EXERCISE: Beneath this instruction is a listing; print exactly the lines in it starting at the line that contains "Target: rear door handle" and going through the line that contains "For every instance of the house".

INFORMATION SUPPLIED:

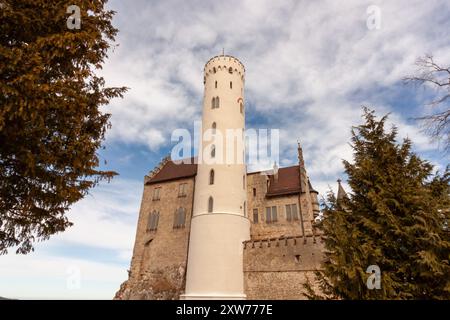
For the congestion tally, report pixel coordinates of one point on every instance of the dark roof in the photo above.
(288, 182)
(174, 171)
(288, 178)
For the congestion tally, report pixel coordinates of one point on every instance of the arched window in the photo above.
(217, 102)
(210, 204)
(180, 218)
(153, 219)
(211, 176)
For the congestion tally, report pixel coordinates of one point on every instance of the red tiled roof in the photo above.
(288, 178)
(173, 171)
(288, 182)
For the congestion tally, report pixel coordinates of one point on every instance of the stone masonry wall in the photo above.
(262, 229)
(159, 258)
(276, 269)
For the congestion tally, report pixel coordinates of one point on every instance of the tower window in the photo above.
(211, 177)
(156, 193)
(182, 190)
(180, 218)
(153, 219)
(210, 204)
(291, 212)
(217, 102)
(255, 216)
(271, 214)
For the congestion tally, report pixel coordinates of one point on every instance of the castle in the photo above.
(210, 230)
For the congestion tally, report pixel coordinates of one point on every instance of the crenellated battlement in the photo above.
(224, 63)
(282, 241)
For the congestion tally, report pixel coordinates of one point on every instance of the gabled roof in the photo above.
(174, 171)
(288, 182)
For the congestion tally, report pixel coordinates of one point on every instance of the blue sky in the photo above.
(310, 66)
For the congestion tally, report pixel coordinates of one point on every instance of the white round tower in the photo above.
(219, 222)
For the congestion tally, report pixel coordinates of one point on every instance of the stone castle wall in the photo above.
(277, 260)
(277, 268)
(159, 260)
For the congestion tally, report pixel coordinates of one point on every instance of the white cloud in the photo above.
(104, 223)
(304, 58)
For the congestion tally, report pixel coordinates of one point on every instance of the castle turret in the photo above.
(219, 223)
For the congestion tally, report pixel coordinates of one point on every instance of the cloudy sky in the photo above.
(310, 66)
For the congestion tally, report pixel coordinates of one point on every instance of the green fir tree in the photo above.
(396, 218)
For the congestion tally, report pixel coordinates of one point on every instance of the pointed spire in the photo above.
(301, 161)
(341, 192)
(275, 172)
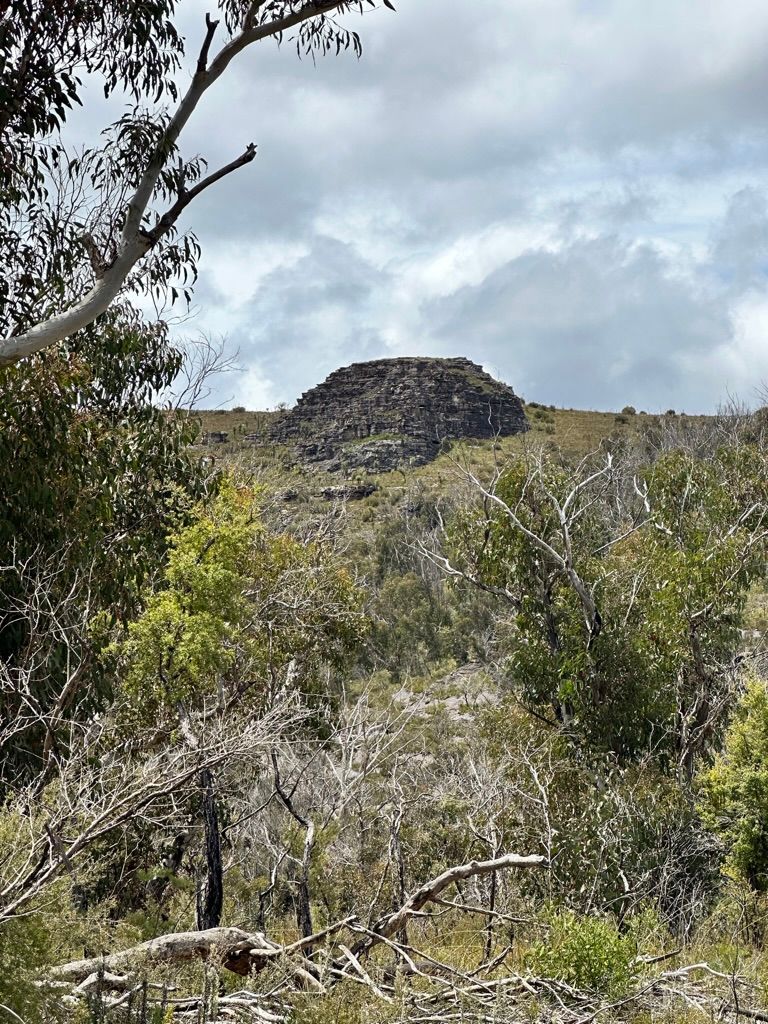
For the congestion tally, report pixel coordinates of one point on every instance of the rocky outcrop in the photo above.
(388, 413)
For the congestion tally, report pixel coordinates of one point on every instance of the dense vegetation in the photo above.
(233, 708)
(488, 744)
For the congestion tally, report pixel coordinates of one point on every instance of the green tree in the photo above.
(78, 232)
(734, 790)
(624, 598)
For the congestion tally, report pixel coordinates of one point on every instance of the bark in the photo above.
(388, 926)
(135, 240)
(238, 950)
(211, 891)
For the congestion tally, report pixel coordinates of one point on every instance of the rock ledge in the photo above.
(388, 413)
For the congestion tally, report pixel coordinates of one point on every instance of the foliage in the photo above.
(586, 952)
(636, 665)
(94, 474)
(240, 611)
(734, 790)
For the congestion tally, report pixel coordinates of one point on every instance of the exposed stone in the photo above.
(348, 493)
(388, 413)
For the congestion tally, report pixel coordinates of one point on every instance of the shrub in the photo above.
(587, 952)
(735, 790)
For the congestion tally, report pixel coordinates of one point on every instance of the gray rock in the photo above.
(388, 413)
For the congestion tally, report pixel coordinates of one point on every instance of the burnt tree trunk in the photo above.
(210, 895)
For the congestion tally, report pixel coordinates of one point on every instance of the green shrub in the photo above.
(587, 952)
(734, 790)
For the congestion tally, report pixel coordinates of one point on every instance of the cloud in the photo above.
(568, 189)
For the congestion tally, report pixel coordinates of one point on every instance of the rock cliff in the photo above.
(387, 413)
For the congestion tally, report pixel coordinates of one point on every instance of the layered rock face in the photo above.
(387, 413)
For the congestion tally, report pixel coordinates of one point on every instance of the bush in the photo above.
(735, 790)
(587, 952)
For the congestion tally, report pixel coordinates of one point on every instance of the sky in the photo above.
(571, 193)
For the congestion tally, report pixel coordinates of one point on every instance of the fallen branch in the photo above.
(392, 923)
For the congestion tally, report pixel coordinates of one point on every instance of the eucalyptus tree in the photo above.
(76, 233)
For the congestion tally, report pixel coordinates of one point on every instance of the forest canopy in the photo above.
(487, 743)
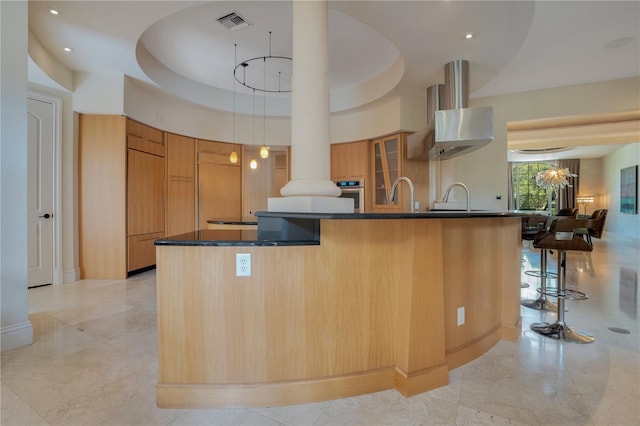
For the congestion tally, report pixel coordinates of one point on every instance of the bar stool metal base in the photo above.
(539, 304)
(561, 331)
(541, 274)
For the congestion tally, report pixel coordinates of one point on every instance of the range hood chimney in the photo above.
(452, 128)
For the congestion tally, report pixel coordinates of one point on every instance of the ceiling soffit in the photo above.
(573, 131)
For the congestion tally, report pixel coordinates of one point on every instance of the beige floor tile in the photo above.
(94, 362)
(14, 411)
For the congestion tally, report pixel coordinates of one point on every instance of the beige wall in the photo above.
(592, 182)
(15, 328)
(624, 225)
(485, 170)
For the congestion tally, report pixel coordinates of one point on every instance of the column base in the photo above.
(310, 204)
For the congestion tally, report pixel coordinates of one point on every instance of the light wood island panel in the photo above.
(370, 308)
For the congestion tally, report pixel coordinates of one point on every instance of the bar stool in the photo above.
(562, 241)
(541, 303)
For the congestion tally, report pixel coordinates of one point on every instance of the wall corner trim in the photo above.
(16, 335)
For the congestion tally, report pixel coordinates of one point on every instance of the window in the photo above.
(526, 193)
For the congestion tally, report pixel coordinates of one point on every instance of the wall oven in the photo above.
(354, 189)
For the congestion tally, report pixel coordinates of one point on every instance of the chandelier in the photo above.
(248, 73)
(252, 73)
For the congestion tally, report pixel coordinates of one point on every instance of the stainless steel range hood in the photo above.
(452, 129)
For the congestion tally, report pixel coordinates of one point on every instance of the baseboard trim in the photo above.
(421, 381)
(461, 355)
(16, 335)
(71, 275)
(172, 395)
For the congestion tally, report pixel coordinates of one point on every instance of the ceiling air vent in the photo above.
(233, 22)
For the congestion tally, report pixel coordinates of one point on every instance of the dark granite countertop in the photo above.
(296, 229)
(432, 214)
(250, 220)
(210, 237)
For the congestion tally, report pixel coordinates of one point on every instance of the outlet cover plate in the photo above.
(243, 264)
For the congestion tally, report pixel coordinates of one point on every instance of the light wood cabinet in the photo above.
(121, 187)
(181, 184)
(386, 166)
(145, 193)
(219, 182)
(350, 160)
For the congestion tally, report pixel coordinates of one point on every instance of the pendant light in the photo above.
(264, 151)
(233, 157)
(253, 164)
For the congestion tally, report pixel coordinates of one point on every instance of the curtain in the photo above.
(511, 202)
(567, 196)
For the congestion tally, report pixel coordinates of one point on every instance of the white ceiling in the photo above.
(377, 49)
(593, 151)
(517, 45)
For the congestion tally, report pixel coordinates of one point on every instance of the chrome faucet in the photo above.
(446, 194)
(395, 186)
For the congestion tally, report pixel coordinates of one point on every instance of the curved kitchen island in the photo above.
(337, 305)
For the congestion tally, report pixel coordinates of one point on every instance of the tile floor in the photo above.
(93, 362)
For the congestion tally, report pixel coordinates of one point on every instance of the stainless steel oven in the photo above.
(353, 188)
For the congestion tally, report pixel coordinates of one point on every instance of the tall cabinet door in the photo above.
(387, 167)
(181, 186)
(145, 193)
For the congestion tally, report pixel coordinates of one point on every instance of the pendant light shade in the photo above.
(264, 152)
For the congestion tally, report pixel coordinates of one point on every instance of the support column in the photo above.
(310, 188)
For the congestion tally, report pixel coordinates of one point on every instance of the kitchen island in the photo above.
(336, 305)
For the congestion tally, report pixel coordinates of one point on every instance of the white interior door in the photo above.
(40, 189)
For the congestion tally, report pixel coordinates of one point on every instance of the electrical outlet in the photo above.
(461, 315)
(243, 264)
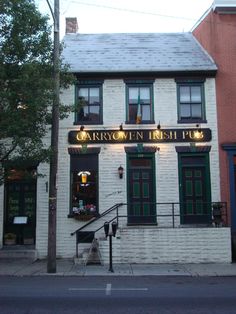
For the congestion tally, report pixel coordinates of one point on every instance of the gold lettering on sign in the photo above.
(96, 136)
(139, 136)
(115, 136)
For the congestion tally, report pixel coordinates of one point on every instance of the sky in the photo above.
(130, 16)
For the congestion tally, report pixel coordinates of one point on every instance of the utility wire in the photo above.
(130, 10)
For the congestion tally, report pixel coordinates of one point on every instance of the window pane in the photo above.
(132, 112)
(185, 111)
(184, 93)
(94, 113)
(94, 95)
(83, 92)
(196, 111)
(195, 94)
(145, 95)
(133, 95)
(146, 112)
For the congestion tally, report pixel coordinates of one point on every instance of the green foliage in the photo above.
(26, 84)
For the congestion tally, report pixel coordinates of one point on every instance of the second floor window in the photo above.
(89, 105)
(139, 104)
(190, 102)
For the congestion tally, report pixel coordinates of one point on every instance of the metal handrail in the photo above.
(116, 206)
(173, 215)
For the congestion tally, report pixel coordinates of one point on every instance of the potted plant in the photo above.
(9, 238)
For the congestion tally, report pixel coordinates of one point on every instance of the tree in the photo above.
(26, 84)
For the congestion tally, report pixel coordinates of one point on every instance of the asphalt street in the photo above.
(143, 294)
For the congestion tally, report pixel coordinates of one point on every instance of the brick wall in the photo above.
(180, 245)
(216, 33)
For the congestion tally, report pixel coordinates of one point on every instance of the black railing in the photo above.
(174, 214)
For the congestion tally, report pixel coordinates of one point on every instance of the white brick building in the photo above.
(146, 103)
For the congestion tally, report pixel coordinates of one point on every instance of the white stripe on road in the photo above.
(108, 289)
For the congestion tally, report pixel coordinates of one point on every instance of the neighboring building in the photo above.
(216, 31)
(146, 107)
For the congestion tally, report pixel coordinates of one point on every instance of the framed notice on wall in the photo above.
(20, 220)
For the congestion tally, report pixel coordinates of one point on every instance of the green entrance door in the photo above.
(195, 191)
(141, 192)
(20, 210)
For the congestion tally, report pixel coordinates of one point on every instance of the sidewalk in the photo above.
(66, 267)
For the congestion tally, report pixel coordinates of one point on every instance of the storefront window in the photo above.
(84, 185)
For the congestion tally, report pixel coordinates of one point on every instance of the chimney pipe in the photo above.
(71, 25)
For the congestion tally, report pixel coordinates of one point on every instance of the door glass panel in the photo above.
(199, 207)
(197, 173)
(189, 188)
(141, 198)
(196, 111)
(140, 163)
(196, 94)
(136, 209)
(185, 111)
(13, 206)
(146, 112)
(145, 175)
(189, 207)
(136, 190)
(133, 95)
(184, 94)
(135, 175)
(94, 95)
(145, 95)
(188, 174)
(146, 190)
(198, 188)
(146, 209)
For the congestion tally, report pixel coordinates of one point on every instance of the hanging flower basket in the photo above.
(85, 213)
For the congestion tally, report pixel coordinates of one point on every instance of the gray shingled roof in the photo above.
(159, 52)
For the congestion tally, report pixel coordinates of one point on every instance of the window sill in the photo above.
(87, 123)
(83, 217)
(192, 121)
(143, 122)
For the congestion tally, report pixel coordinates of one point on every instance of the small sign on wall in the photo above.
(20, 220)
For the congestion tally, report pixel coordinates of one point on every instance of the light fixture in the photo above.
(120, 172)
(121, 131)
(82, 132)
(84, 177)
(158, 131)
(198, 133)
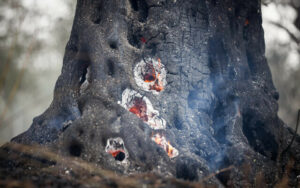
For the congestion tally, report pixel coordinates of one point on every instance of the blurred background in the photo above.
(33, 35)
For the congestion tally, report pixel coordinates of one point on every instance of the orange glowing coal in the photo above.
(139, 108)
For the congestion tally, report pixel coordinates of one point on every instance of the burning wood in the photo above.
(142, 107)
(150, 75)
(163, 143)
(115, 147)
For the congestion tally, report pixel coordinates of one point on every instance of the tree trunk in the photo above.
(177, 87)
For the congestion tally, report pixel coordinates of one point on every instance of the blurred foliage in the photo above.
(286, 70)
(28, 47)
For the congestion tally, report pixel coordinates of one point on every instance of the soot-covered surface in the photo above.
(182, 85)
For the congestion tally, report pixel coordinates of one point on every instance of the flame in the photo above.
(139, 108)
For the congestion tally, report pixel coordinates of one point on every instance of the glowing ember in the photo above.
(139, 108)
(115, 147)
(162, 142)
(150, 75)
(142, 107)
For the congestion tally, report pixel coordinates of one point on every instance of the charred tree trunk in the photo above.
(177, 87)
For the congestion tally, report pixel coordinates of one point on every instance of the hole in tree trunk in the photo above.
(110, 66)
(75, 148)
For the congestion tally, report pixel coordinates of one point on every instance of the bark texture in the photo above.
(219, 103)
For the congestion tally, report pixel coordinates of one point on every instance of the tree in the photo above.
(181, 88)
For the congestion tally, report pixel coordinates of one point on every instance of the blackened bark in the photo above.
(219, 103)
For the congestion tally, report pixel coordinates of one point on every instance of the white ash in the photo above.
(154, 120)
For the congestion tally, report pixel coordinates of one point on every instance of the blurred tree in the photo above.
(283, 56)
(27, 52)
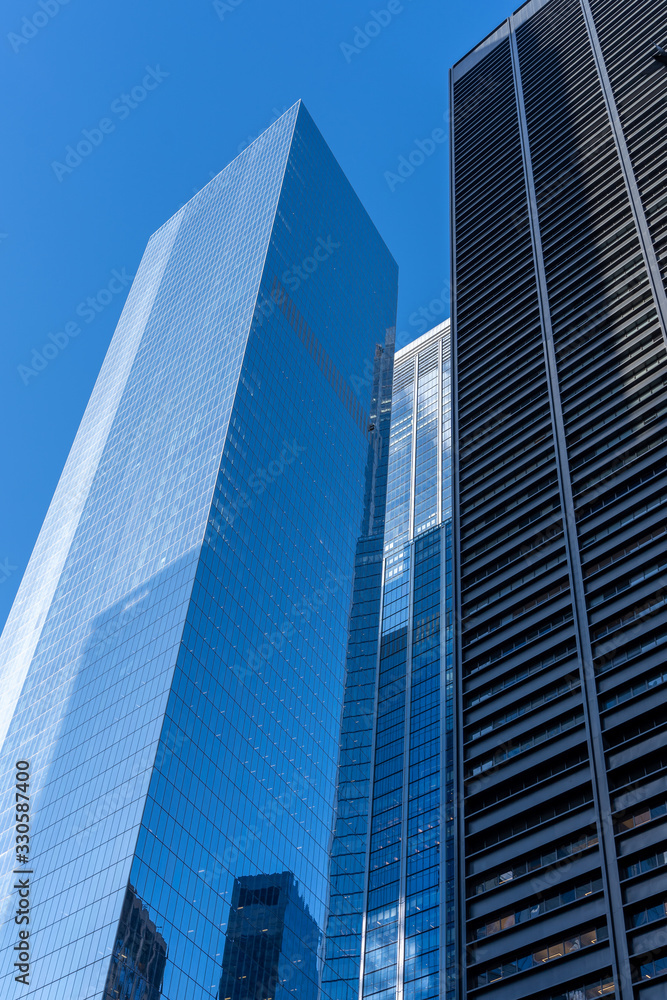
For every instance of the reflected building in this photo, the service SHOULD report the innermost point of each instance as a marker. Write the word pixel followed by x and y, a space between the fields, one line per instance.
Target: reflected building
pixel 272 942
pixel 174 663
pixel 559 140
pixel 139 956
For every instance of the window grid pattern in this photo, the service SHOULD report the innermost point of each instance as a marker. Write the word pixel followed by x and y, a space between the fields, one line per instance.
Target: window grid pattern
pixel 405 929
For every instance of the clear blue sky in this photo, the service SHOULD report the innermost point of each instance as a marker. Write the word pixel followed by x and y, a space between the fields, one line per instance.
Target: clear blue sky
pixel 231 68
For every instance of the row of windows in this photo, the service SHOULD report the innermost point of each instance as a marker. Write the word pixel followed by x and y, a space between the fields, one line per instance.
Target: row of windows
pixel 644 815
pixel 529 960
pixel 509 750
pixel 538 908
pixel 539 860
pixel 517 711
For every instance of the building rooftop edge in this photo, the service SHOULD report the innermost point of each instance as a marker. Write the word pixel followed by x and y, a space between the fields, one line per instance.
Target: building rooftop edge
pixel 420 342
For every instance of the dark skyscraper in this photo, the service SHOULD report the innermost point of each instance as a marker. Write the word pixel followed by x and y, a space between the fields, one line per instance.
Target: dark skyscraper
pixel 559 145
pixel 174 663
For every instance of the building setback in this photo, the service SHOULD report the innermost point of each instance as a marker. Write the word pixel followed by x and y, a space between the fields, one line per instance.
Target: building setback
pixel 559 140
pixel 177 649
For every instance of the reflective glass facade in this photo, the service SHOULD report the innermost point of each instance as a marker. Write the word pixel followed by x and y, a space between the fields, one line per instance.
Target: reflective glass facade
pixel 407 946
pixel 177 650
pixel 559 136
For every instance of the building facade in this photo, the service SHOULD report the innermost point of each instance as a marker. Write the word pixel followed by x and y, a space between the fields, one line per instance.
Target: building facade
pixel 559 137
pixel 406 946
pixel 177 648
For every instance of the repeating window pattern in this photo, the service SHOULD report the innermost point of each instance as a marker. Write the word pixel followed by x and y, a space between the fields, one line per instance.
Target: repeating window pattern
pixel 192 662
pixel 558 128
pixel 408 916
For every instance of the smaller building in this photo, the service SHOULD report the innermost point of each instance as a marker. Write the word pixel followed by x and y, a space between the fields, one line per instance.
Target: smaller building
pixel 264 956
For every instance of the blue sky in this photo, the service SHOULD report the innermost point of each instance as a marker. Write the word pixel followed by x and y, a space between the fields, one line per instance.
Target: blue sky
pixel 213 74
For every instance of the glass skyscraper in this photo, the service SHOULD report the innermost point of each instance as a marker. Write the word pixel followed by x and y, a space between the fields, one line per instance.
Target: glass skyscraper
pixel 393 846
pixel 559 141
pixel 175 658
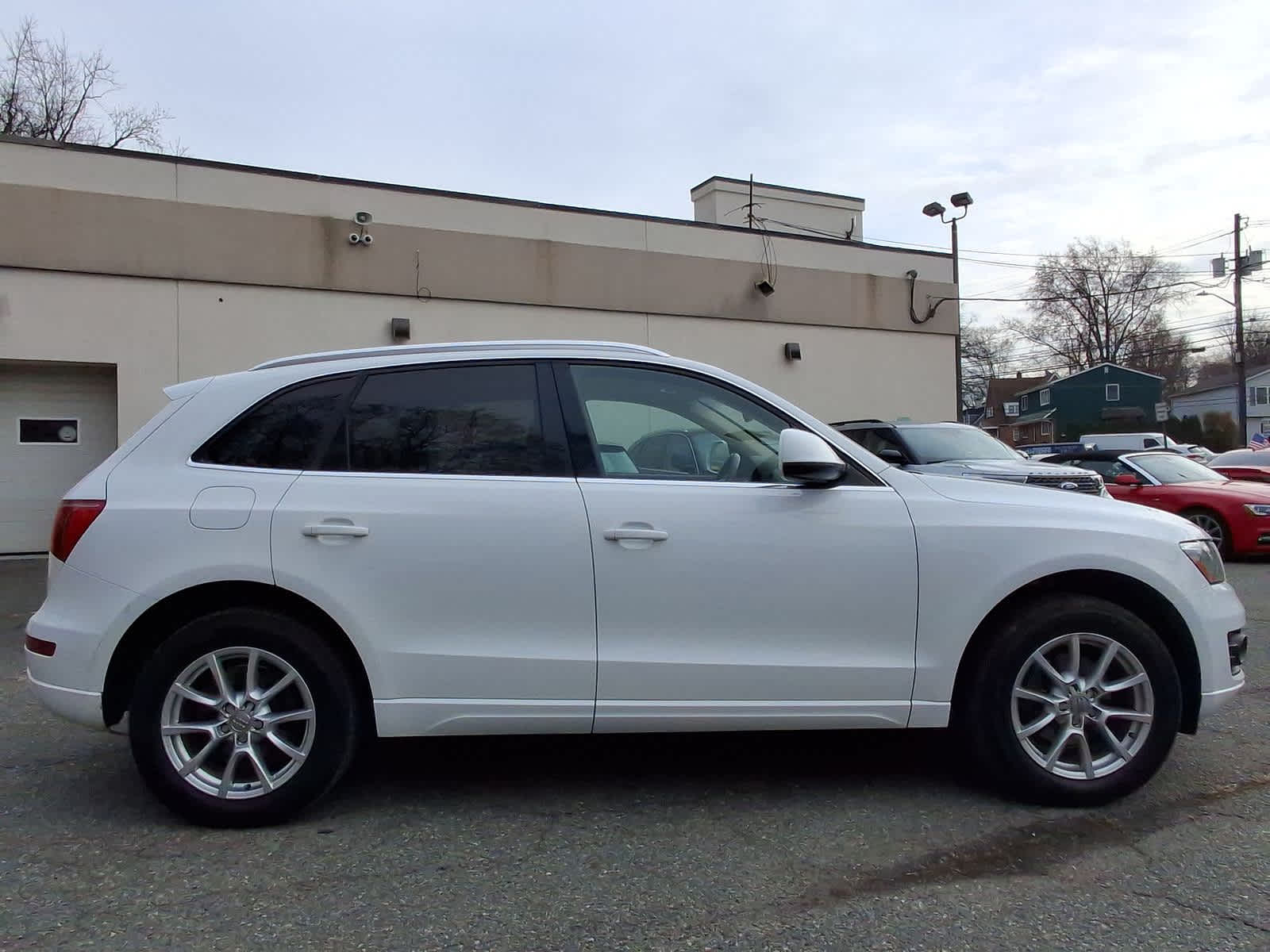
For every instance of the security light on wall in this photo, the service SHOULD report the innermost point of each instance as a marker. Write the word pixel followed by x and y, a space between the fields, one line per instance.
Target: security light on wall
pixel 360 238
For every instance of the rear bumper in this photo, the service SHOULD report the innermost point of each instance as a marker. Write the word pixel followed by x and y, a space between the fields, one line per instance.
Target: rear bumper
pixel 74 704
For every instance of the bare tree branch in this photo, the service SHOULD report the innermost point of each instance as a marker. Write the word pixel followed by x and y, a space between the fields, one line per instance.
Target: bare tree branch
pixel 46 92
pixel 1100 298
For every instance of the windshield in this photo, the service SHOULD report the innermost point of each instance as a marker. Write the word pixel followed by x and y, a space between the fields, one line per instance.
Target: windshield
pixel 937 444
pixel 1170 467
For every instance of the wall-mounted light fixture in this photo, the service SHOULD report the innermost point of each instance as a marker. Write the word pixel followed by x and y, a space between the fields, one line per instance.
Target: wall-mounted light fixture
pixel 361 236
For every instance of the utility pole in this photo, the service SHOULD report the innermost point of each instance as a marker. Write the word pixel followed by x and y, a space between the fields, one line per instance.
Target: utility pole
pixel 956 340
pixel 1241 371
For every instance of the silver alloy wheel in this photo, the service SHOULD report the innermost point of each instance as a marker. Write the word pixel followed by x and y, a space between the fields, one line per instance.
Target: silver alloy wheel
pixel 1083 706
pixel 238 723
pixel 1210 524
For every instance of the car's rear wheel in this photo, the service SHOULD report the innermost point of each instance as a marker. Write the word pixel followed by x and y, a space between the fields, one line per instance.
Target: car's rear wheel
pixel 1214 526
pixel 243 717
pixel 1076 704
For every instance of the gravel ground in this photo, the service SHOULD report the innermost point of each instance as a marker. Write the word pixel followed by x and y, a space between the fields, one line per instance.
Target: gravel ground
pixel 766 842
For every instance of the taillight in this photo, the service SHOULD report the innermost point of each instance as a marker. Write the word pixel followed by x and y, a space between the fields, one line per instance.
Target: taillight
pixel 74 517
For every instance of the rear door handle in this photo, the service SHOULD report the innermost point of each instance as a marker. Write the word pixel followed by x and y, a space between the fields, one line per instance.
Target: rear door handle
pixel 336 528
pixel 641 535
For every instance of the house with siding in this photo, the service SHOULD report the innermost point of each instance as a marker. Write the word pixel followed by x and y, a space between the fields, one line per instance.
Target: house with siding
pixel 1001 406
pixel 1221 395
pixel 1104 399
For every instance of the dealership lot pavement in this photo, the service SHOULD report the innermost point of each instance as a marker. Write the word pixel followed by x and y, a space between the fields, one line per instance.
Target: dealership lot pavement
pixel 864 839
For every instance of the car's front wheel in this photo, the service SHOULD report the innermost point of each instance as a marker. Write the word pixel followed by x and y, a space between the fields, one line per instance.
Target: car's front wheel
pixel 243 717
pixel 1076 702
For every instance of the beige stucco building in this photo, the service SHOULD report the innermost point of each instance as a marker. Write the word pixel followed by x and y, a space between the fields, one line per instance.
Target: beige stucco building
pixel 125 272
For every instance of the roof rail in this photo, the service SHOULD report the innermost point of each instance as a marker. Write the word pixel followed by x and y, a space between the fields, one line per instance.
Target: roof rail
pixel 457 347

WRITTEN SOLUTION:
Target: rear door handle
pixel 336 528
pixel 641 535
For every instance of the house with siding in this photo, the service SHOULD report the innermost point of each instance as a marker. Write the word pixel followed by x and y, a space between the fields, one line per instance.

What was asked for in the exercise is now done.